SOURCE MATERIAL
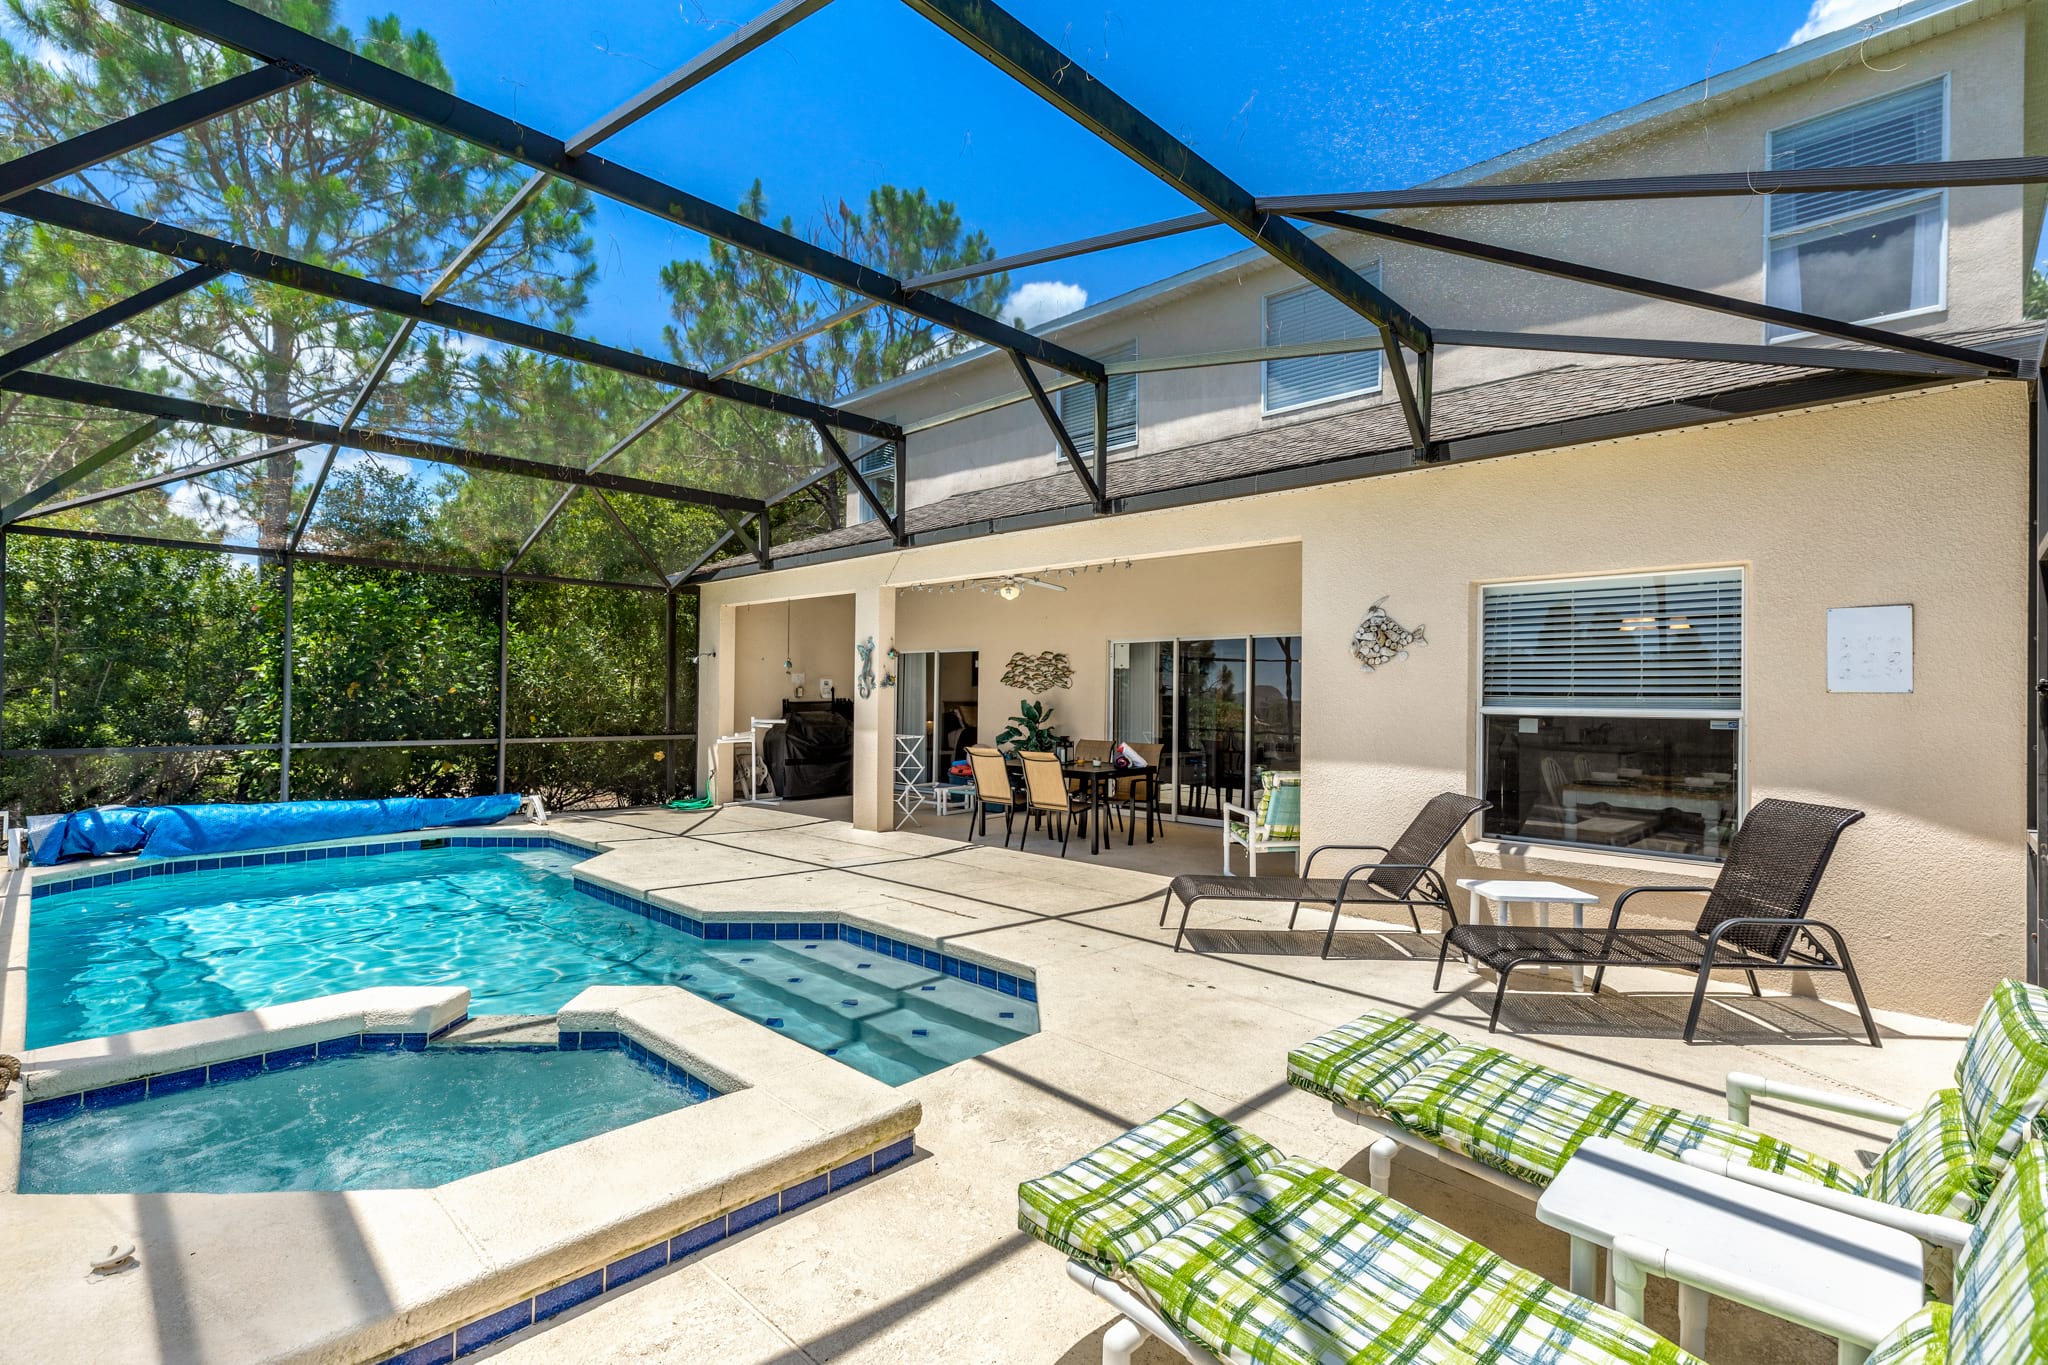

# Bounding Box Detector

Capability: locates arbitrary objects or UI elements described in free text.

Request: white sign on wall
[1826,604,1913,694]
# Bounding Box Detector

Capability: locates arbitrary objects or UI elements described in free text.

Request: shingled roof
[696,324,2044,580]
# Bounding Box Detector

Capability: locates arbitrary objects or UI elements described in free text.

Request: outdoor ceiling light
[997,582,1021,601]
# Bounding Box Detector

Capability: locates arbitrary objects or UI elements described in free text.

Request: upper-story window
[1765,79,1947,338]
[850,441,897,525]
[1059,342,1138,459]
[1263,273,1383,415]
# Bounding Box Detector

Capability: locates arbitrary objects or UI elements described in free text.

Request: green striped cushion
[1127,1159,1699,1365]
[1257,773,1302,843]
[1383,1046,1860,1193]
[1865,1089,1991,1220]
[1016,1100,1283,1273]
[1953,979,2048,1174]
[1867,1305,1950,1365]
[1951,1140,2048,1364]
[1285,1011,1462,1110]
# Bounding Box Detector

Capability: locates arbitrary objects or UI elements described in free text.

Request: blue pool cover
[27,794,524,865]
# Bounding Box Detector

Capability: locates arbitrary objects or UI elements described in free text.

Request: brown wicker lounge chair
[1161,792,1490,956]
[1436,797,1877,1044]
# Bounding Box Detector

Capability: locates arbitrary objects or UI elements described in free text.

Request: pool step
[430,1015,560,1047]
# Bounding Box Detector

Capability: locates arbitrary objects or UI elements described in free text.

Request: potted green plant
[994,698,1063,753]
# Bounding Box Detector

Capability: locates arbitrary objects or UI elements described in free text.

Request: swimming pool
[20,1043,710,1193]
[27,844,1036,1084]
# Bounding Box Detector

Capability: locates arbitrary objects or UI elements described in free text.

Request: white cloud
[1787,0,1904,47]
[1002,280,1089,330]
[165,480,258,547]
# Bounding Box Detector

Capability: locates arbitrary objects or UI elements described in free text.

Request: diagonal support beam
[674,523,746,586]
[3,370,769,512]
[718,508,771,568]
[289,319,416,551]
[1300,208,2018,377]
[1011,352,1105,512]
[1,417,171,522]
[0,263,223,380]
[15,437,317,522]
[0,63,307,203]
[115,0,1104,385]
[590,490,672,583]
[8,190,903,441]
[900,0,1429,454]
[812,422,902,544]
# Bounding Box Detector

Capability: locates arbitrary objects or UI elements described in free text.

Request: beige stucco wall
[703,379,2032,1023]
[851,7,2033,520]
[731,594,855,724]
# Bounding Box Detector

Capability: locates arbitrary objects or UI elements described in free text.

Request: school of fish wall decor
[1000,650,1074,693]
[1351,597,1427,672]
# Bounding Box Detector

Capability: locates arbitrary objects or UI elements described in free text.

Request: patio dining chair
[965,745,1022,847]
[1160,791,1489,955]
[1106,741,1162,837]
[1435,797,1877,1044]
[1017,750,1081,857]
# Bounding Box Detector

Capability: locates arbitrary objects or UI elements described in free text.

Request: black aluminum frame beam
[589,489,672,583]
[115,0,1105,386]
[718,508,771,568]
[17,437,319,522]
[2,369,769,511]
[7,190,902,442]
[0,63,307,203]
[1300,208,2019,377]
[1264,155,2048,214]
[0,418,171,522]
[0,263,224,381]
[812,422,902,543]
[1011,352,1105,512]
[899,0,1429,454]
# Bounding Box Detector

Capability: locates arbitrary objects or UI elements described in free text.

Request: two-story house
[691,0,2047,1023]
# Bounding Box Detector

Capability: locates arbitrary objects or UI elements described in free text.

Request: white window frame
[1261,270,1384,417]
[850,439,897,526]
[1762,76,1950,343]
[1474,567,1749,864]
[1058,341,1138,463]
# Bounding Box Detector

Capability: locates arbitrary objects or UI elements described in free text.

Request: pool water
[19,1047,704,1193]
[27,847,1035,1084]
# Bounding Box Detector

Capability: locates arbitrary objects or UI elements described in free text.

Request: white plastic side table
[1536,1138,1921,1364]
[1455,877,1602,990]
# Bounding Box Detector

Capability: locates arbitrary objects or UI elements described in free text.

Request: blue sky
[335,0,1967,350]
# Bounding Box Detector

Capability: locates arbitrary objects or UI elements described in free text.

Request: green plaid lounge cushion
[1127,1158,1699,1365]
[1867,1304,1950,1365]
[1864,1089,1991,1221]
[1286,1012,1463,1110]
[1017,1100,1284,1274]
[1383,1046,1859,1193]
[1950,1139,2048,1364]
[1953,979,2048,1174]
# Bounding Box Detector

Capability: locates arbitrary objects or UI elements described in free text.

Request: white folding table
[1536,1137,1922,1365]
[1455,877,1602,990]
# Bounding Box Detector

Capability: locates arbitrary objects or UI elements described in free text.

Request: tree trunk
[259,320,298,549]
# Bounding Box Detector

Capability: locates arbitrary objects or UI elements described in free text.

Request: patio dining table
[1005,755,1160,856]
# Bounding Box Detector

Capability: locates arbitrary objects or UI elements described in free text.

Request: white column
[852,585,898,831]
[698,601,739,800]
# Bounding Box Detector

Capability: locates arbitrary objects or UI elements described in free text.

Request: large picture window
[1480,569,1743,860]
[1765,80,1946,337]
[1263,276,1382,414]
[1059,342,1138,458]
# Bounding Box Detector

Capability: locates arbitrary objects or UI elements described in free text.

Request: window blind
[1264,279,1382,413]
[1482,570,1742,711]
[1769,81,1944,234]
[1060,343,1138,457]
[852,442,897,524]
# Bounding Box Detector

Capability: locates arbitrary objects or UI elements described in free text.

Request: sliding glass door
[894,651,979,786]
[1110,636,1302,824]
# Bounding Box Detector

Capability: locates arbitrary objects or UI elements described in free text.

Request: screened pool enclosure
[0,0,2036,818]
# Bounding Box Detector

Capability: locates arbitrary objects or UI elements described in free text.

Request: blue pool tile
[781,1174,828,1211]
[209,1054,264,1084]
[23,1094,80,1124]
[360,1033,406,1052]
[263,852,286,865]
[976,966,998,989]
[265,1043,318,1071]
[999,1011,1015,1021]
[1020,981,1039,1003]
[855,963,871,971]
[285,850,306,864]
[150,1065,209,1097]
[317,1034,362,1057]
[111,868,132,885]
[670,1216,727,1260]
[841,999,859,1008]
[920,985,936,992]
[587,1030,622,1051]
[685,1078,714,1103]
[603,1241,668,1290]
[874,1136,915,1170]
[347,845,366,857]
[704,922,728,940]
[557,1031,582,1051]
[798,922,822,939]
[728,1193,780,1235]
[399,1033,429,1051]
[997,975,1019,997]
[822,922,841,940]
[765,1018,784,1029]
[911,1029,928,1038]
[534,1270,603,1322]
[774,922,798,941]
[454,1300,532,1355]
[829,1154,873,1191]
[90,873,111,888]
[306,847,328,861]
[383,1333,455,1365]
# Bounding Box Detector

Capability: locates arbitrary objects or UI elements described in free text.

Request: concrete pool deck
[0,803,1977,1363]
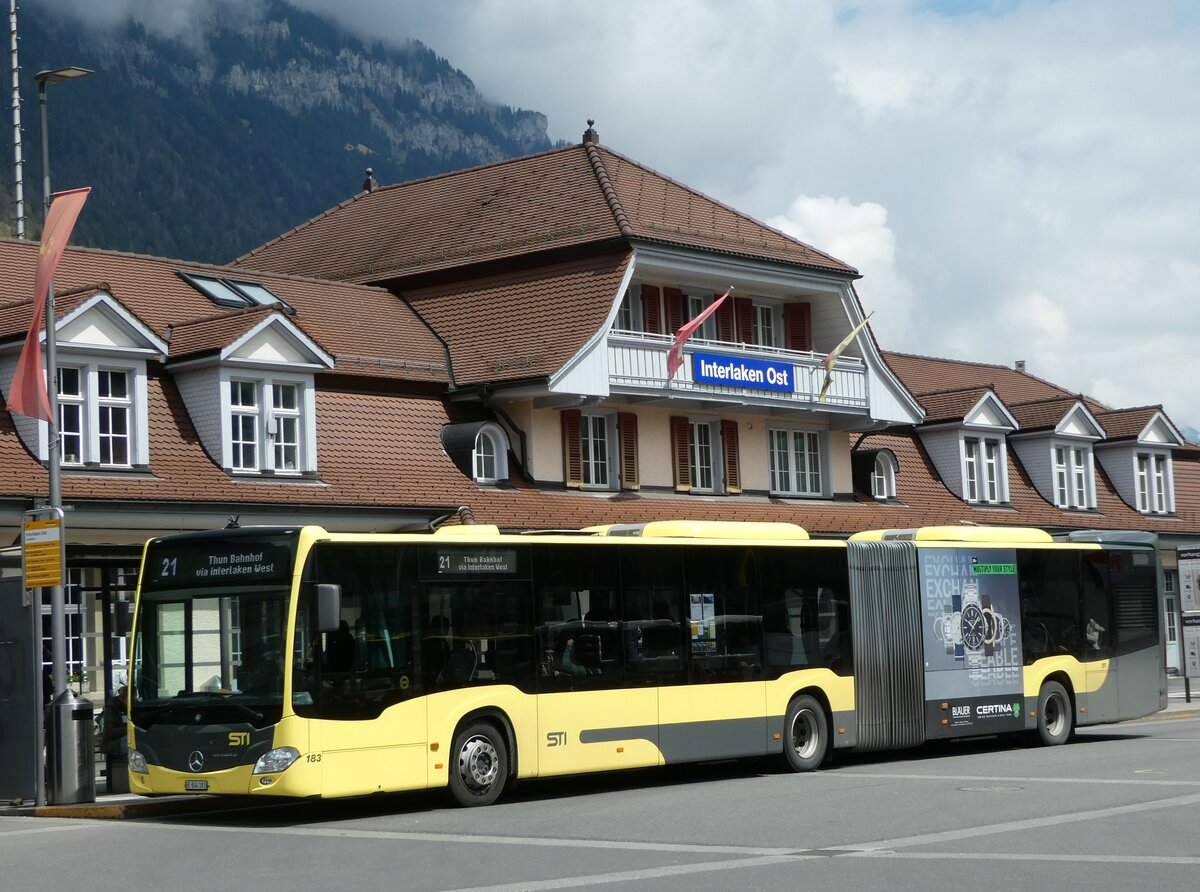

WHAT YOU HAVE TO DO
Would you reproduce the lines above exactly, without carrying over the pictures?

ANSWER
# Bounding Box Detector

Capability: locates arbitrary objects or UI elements described in free text.

Request: white sign on wall
[1826,604,1913,694]
# Bounding Box Detector

Capability: locates arbitrary objects or UI elements described in free text.

Request: shingled roof
[696,324,2044,580]
# Bounding Box Detector

Capability: locates arbitrary objects or UI elements described in free text.

Request: outdoor ceiling light
[997,582,1021,601]
# Bounding Box Detector

Capability: locates arbitrary objects or UI elements described in free text.

Request: upper-story window
[1765,79,1947,338]
[850,441,897,525]
[1059,342,1138,459]
[1263,273,1383,415]
# Bounding Box Detector

Capability: locates arbitrary objects or UI elements described in free text.

Request: green striped cushion
[1127,1159,1699,1365]
[1257,773,1302,843]
[1383,1046,1860,1193]
[1865,1089,1991,1220]
[1016,1100,1283,1273]
[1953,979,2048,1174]
[1867,1305,1950,1365]
[1951,1140,2048,1364]
[1285,1011,1462,1110]
# Bounding Box Detector

Capability: locates arbitrary objects or UI elements described in free text.

Request: blue pool cover
[27,794,524,865]
# Bounding Box Detector

Capability: locates arbitrary objects or UI elements described in free text.

Request: brown wicker lounge chair
[1161,792,1490,956]
[1436,797,1877,1044]
# Bounding Box Detector

Capability: locates arbitrary objects or UI elements described in free text.

Request: pool step
[430,1015,560,1047]
# Bounding Box Detector

Capability: locates arbitrary objects or UI elements described in free text.

Request: potted green plant
[994,698,1063,753]
# Bounding Box Detector

Capability: locates arbitrary objects or UI elements described in free text.

Request: swimming pool
[20,1043,710,1193]
[27,844,1036,1084]
# Bounding Box Detector

Capability: locates arbitrary objects or UI elements described in free text.

Request: white cloud
[1787,0,1904,47]
[1002,280,1089,330]
[165,480,258,547]
# Bounding Box Detector

Capability: locates arbitrary objects or UI elements described in free text.

Request: diagonal support beam
[674,523,746,586]
[3,370,769,512]
[718,508,771,568]
[289,319,416,551]
[1300,208,2018,377]
[1011,352,1105,512]
[1,417,171,522]
[0,263,223,380]
[15,437,317,522]
[0,63,307,203]
[115,0,1104,385]
[590,490,672,583]
[8,190,903,441]
[900,0,1429,454]
[812,422,902,544]
# Bounding Box Detector

Capability: locates arbitrary objects or UI elements described in free text.

Request: beige stucco wall
[703,379,2032,1023]
[851,7,2033,520]
[731,594,855,724]
# Bounding Box Detector

Capability: locates arbitrary objects or UI elements described in free text.

Request: school of fish wall decor
[1000,650,1074,693]
[1351,597,1427,672]
# Bounding Box Detector

Capability: locates arbitrary objects or UI elements described in free text.

Request: patio dining chair
[965,745,1022,847]
[1160,791,1489,955]
[1106,741,1162,837]
[1435,797,1877,1044]
[1017,750,1081,857]
# Bounding Box Detector

Capability: locates arbitrary objects or UI elements described in free text.

Request: black aluminum frame beam
[589,489,672,583]
[115,0,1105,386]
[718,508,771,568]
[17,437,319,522]
[2,369,769,511]
[7,190,902,442]
[0,63,307,203]
[1300,208,2019,377]
[1264,155,2048,214]
[0,418,171,522]
[0,263,224,381]
[812,422,902,543]
[1011,352,1105,512]
[899,0,1429,454]
# Bounding Box Detector

Capability: locates arbitrary objects or UI elements described in free text.

Request: two-story house
[691,0,2047,1023]
# Bounding Box Detector

Capability: locates arbitrary objects or UI elements described in free text.

Request: white window frame
[1261,270,1384,417]
[850,439,897,526]
[1762,76,1950,343]
[1474,567,1749,864]
[1058,341,1138,463]
# Bounding Box Detector

Capability: locates arbitrary objects or UI elements described in free text.

Request: pool water
[19,1047,704,1193]
[27,847,1035,1084]
# Bounding Box Detector

Capability: locates arbitrary objects or UI elements described in free text.

Request: white plastic side table
[1536,1138,1921,1364]
[1455,877,1602,990]
# Bounding Box Detector

Capability: locates arbitrary objects or UI elements described in free text.

Request: blue sky
[335,0,1967,350]
# Bounding Box Detector

Capability: locates arbitrary objects or UI elements described in free text.

Request: green plaid lounge cushion
[1127,1158,1699,1365]
[1867,1304,1950,1365]
[1864,1089,1991,1221]
[1286,1012,1463,1110]
[1017,1100,1284,1274]
[1383,1046,1859,1193]
[1950,1139,2048,1364]
[1953,979,2048,1174]
# Bounding Box Detector

Capability: locates arbitrary objects or UI elements described in free text.

Request: white folding table
[1536,1137,1922,1365]
[1455,877,1602,990]
# Bounding Box Detector

Capability: locates arbitrary objects or UI elements described in free text.

Request: tree trunk
[259,320,298,549]
# Bounding Box Detector

Capability: locates arbitrary objects or UI elements described in free text.

Request: patio dining table
[1005,755,1160,856]
# Bounding Box Detector

Capability: locates arbitrary objects or UI elements described in free text.

Request: white column
[852,585,898,831]
[698,601,739,800]
# Bounding Box Detector

Capability: locates arbitrary objects or UI elements described in free text.

Request: large picture window
[1480,569,1743,860]
[1765,80,1946,337]
[1263,276,1382,414]
[1059,342,1138,458]
# Bounding Box Detector

Capability: locates arbitrary objects or UI elements described in free text.

Request: window blind
[1264,279,1382,413]
[1482,570,1742,711]
[1769,81,1944,234]
[1060,343,1138,457]
[852,442,897,524]
# Bounding Box Detector

Capability: locates arbitrary objects or UI elements described in free text.

Request: sliding glass door
[894,651,979,786]
[1110,636,1302,824]
# Bounding Box Detector

Capability: locates arbitrary objects or UI elements described in free text.

Request: screened pool enclosure
[0,0,2036,818]
# Bounding Box Detector

Capability: locates arbitrary objects or UI elements described in free text.

Request: blue pool tile
[781,1174,828,1211]
[209,1054,264,1084]
[23,1094,80,1124]
[360,1033,406,1052]
[263,852,286,865]
[976,966,998,989]
[265,1043,318,1071]
[999,1011,1015,1021]
[1020,981,1039,1003]
[855,963,871,971]
[285,850,306,864]
[150,1065,209,1097]
[317,1034,362,1057]
[111,868,132,885]
[670,1216,727,1260]
[841,999,859,1008]
[920,985,936,992]
[587,1030,622,1051]
[685,1078,714,1103]
[603,1241,668,1290]
[874,1136,915,1170]
[347,845,366,857]
[704,922,728,940]
[557,1031,582,1051]
[798,922,822,939]
[728,1193,780,1235]
[399,1033,429,1051]
[997,975,1019,997]
[822,922,841,940]
[765,1018,784,1029]
[911,1029,928,1038]
[534,1270,603,1322]
[774,922,798,941]
[454,1300,532,1355]
[829,1154,873,1191]
[90,873,111,888]
[306,847,328,861]
[383,1333,455,1365]
# Bounding Box Detector

Capability: locates arbitrary objects or UI elements described in free text.

Request: concrete pool deck
[0,803,1977,1363]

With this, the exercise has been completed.